*課題の指示*.
下に示す韓国文学についての文章を、一字も変えず、省略もせずに全文書き写しなさい。

*出典*.
斎藤真理子さんの最新刊『隣の国の人々と出会う: 韓国語と日本語のあいだ』(創元社)もあります。

なぜ韓国文学に惹かれるのか

――ハン・ガンさんをはじめ、日本でも韓国文学がたくさん翻訳され読まれています。なぜ日本社会の読者は韓国文学に惹かれるのでしょうか? 

どうも、韓国の小説は、読み手の奥深いところから感情や言葉を引き出す力を持っているようです。個人の中に社会があり、社会の中に個人がいる。その相互の関連性を浮き彫りにするような作品が多いので、自分に引きつけて味わったとき、発見があるようです。

これは、非常に厳しい現代史を体験し、今も分断という現実に直面している韓国文学ならではの強さだと思います。歴史が一人ひとりの人間に命中し、貫通しているような印象があります。そこから出てくる言葉の強度と、それでも抱く希望の練り上げ方が魅力ではないかと思います。

――これから韓国文学を読もうと思っている人へ、5冊推薦するとしたらどの作品を上げられますか?

ハン・ガンさんの作品に加えるとすると、以下の5冊です。

  • 『フィフティ・ピープル』チョン・セラン著 斎藤真理子訳 亜紀書房
  • 『娘について』キム・ヘジン著 古川綾子訳  亜紀書房
  • 『父の革命日誌』チョン・ジア著 橋本智保訳 河出書房新社
  • 『こびとが打ち上げた小さなボール』チョ・セヒ著 斎藤真理子訳 河出書房新社〔河出文庫〕
  • 『破果』ク・ビョンモ著 小山内園子訳 岩波書店

ハン・ガンさん

ハン・ガン作品リスト(日本語で読めるもの、原作発行年、発表順)

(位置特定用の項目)

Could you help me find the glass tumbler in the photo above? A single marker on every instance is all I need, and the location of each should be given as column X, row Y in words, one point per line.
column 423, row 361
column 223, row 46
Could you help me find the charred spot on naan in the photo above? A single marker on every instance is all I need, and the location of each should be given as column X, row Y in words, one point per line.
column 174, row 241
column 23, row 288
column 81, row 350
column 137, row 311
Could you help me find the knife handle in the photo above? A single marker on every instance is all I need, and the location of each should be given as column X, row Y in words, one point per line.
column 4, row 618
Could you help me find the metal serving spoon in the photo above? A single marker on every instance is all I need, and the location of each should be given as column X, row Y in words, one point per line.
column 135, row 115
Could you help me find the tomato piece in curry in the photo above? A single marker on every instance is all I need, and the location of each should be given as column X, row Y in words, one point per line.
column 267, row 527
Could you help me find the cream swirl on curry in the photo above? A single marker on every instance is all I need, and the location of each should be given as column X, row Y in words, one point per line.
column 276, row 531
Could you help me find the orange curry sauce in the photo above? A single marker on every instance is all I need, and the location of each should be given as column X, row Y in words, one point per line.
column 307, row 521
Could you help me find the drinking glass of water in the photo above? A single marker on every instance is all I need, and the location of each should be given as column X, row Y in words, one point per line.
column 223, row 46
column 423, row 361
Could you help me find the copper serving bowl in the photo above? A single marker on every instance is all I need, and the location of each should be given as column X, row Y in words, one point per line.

*課題への解答*.
斎藤真理子さんの最新刊『隣の国の人々と出会う: 韓国語と日本語のあいだ』(創元社)もあります。

なぜ韓国文学に惹かれるのか

――ハン・ガンさんをはじめ、日本でも韓国文学がたくさん翻訳され読まれています。なぜ日本社会の読者は韓国文学に惹かれるのでしょうか? 

どうも、韓国の小説は、読み手の奥深いところから感情や言葉を引き出す力を持っているようです。個人の中に社会があり、社会の中に個人がいる。その相互の関連性を浮き彫りにするような作品が多いので、自分に引きつけて味わったとき、発見があるようです。

これは、非常に厳しい現代史を体験し、今も分断という現実に直面している韓国文学ならではの強さだと思います。歴史が一人ひとりの人間に命中し、貫通しているような印象があります。そこから出てくる言葉の強度と、それでも抱く希望の練り上げ方が魅力ではないかと思います。

――これから韓国文学を読もうと思っている人へ、5冊推薦するとしたらどの作品を上げられますか?

ハン・ガンさんの作品に加えるとすると、以下の5冊です。

  • 『フィフティ・ピープル』チョン・セラン著 斎藤真理子訳 亜紀書房
  • 『娘について』キム・ヘジン著 古川綾子訳  亜紀書房
  • 『父の革命日誌』チョン・ジア著 橋本智保訳 河出書房新社
  • 『こびとが打ち上げた小さなボール』チョ・セヒ著 斎藤真理子訳 河出書房新社〔河出文庫〕
  • 『破果』ク・ビョンモ著 小山内園子訳 岩波書店

ハン・ガンさん

ハン・ガン作品リスト(日本語で読めるもの、原作発行年、発表順)